- _Dataset excerpts_:
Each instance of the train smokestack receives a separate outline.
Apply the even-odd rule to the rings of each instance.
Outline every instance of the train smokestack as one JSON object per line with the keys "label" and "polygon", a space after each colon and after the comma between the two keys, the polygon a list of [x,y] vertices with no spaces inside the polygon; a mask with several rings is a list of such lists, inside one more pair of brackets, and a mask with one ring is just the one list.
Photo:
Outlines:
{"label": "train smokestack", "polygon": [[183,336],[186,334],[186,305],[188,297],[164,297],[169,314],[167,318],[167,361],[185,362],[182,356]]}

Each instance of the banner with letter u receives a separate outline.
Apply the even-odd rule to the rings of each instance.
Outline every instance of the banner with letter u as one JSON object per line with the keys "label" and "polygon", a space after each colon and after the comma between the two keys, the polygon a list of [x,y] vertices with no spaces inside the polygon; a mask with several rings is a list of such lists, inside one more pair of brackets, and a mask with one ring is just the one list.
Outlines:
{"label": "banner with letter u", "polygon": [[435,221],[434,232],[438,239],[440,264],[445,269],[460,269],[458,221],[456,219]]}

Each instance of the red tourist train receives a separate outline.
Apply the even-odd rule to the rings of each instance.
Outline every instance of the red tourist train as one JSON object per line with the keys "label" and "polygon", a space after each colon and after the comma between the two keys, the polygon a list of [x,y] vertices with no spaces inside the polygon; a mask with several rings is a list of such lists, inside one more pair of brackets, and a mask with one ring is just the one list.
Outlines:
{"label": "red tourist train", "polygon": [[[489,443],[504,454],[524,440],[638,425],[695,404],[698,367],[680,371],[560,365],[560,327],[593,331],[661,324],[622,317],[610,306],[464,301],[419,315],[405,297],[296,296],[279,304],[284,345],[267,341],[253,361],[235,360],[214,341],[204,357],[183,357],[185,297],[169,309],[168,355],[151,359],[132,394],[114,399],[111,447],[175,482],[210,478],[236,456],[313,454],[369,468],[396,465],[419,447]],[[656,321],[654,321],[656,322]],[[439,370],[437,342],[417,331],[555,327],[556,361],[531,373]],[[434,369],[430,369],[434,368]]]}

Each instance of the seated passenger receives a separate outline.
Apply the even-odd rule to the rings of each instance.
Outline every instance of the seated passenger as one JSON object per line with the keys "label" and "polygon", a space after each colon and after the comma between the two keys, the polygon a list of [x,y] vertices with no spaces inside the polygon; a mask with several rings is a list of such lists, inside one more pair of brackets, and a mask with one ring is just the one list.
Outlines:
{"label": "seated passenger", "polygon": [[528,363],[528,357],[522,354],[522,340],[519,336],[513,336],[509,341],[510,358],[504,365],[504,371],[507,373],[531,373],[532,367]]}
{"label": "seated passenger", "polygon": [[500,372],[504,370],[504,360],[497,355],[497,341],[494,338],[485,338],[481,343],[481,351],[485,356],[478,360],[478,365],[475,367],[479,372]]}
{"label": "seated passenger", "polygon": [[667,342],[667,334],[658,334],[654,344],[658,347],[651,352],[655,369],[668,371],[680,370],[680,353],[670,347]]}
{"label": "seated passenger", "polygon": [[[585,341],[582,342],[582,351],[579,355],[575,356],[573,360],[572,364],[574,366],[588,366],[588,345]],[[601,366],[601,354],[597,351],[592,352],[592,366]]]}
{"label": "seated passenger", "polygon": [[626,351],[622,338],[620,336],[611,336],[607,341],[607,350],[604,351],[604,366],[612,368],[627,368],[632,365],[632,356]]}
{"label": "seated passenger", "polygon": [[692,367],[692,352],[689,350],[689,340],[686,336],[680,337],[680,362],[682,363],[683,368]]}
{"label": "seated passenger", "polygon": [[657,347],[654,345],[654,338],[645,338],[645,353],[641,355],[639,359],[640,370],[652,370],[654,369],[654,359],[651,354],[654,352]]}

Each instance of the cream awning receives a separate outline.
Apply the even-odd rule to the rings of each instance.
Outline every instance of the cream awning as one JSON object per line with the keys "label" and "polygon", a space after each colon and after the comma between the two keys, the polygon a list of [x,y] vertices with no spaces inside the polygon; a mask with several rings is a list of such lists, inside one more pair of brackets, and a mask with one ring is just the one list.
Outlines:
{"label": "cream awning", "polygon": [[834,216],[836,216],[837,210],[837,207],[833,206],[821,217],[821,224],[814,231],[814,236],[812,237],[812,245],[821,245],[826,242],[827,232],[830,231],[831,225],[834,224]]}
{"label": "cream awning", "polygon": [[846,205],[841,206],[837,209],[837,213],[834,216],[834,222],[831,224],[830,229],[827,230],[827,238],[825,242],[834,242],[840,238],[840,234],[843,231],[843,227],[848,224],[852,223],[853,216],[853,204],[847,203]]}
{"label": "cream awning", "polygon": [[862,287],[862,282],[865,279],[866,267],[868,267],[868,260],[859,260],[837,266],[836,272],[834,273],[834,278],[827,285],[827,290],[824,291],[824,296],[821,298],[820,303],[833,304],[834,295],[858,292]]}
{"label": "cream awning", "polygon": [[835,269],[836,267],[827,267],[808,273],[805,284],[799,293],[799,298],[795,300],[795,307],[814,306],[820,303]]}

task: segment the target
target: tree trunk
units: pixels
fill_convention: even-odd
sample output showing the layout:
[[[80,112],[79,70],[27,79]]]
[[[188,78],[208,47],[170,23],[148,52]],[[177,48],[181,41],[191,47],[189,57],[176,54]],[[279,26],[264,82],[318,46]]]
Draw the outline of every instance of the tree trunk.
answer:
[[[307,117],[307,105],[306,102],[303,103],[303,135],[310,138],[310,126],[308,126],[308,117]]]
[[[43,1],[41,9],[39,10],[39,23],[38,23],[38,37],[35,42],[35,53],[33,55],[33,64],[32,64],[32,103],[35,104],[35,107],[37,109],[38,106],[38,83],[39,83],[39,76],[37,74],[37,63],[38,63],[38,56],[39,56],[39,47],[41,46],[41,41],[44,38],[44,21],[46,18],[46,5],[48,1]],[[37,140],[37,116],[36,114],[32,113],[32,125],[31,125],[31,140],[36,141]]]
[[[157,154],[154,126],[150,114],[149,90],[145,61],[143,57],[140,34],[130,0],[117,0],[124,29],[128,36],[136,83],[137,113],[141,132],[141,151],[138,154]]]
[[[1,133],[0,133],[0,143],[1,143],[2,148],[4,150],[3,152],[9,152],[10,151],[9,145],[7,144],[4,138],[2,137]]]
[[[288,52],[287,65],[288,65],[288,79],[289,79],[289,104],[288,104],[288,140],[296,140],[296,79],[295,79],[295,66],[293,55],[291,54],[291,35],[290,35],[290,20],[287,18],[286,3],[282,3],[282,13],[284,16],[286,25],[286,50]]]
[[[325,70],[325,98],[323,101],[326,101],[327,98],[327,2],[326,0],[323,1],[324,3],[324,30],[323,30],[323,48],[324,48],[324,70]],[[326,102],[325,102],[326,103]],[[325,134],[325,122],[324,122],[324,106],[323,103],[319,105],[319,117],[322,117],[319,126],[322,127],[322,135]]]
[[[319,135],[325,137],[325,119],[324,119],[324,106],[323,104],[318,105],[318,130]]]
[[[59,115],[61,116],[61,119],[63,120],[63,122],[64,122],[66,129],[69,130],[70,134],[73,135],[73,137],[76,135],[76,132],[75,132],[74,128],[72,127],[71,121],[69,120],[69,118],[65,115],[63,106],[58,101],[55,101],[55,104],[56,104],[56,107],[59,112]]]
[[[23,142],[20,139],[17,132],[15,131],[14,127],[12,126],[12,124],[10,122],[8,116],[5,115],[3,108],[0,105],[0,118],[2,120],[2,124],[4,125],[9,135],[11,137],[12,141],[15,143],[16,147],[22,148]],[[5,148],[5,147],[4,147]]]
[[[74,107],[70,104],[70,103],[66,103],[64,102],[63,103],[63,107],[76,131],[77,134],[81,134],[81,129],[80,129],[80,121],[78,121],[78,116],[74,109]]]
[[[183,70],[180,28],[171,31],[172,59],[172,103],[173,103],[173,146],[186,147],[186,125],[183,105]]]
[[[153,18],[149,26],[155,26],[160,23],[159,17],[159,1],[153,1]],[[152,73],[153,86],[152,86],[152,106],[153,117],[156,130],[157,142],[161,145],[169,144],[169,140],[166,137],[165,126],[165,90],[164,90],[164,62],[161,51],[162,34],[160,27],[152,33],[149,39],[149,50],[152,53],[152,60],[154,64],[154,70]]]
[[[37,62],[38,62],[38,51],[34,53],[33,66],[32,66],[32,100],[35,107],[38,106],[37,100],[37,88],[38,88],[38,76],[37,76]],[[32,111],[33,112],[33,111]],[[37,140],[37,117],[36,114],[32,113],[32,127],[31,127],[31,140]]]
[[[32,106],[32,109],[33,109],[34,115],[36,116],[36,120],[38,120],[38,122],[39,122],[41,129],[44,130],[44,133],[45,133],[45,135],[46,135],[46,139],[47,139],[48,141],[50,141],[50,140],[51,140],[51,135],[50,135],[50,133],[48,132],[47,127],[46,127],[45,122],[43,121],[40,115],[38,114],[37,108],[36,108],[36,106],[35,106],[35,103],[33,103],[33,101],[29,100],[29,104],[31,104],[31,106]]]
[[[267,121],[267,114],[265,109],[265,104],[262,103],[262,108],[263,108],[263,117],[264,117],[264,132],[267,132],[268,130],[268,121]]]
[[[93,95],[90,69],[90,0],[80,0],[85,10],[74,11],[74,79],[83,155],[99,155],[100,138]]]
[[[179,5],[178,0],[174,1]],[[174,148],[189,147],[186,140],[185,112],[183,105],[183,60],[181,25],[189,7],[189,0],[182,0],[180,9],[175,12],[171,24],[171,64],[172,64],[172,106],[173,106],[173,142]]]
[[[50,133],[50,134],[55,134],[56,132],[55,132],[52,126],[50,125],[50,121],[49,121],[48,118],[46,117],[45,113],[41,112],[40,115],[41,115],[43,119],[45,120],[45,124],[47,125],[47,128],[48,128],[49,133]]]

- _The task_: Gather every line of the material above that contains the word "tree", and reproduce each such line in full.

- _Task solution_:
target: tree trunk
Draw the outline of every instance of the tree trunk.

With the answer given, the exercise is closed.